Where in the data below does the word "positive" appear? Copy each line that holds it.

-- Source information --
▼
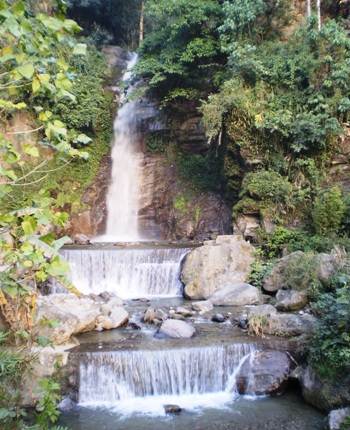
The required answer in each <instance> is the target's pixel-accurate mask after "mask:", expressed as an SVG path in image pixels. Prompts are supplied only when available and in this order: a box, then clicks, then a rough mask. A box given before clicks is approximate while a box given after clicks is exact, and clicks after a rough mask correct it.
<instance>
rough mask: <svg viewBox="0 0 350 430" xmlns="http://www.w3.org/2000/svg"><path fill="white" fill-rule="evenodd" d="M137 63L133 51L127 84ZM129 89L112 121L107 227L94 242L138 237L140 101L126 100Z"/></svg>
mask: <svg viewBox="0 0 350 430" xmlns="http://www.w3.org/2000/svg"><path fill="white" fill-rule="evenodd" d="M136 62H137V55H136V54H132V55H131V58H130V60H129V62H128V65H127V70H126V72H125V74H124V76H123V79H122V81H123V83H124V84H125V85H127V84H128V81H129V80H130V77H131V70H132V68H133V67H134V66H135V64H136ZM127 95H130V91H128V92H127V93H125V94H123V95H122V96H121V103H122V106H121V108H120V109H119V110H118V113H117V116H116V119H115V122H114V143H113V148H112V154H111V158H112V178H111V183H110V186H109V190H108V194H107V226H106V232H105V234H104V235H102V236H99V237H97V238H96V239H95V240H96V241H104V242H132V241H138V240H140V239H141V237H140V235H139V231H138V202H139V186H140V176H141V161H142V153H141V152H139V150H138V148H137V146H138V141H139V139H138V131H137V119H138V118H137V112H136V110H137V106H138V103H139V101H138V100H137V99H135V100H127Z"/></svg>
▲
▼
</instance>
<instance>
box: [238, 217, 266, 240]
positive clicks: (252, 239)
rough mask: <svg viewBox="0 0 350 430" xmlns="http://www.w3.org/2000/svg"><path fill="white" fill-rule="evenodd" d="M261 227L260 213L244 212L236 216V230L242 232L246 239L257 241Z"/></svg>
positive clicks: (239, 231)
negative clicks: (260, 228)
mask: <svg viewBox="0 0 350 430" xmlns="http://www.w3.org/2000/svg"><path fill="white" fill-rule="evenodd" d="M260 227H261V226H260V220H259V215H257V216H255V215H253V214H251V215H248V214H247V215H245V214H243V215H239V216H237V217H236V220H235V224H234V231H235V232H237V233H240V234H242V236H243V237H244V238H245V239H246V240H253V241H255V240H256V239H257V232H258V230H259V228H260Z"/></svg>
▲
▼
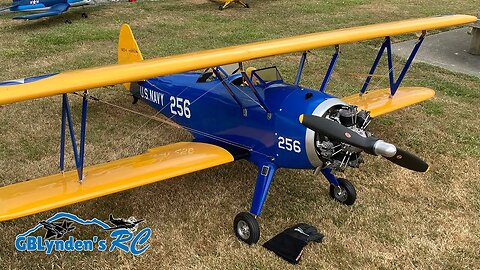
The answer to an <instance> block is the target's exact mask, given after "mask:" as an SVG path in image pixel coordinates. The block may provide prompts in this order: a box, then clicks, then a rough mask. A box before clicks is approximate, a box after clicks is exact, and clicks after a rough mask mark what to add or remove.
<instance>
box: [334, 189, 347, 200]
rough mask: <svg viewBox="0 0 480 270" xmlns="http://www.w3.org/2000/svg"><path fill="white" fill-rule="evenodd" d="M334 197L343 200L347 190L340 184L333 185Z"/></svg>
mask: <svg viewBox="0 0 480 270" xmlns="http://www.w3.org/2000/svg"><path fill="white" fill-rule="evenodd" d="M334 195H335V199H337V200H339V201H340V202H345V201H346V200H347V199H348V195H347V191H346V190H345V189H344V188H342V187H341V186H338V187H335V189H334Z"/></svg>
▲
-- Answer section --
positive clicks: (252, 239)
positive clicks: (239, 231)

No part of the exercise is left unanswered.